**INSTRUCTION:**
Please render the records below as a two-column CSV with the headers "query" and "location", one row per record, putting each record's text and its answer in a single quoted field with line breaks changed to spaces. Leave the pictures out.

Location identification items:
-----

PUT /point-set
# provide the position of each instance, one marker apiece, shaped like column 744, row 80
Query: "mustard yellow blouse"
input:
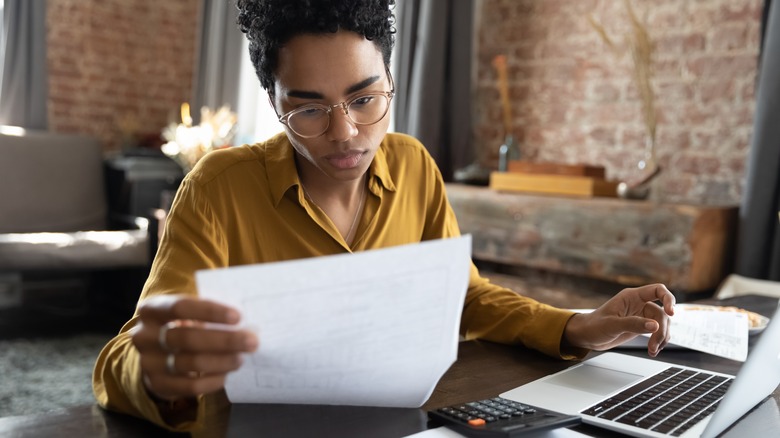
column 245, row 205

-----

**WRITTEN ANSWER:**
query,location
"PUT /point-set # provide the position of each instance, one marker apiece, shaped like column 744, row 80 Query: ""mustard yellow blouse"" input:","column 245, row 205"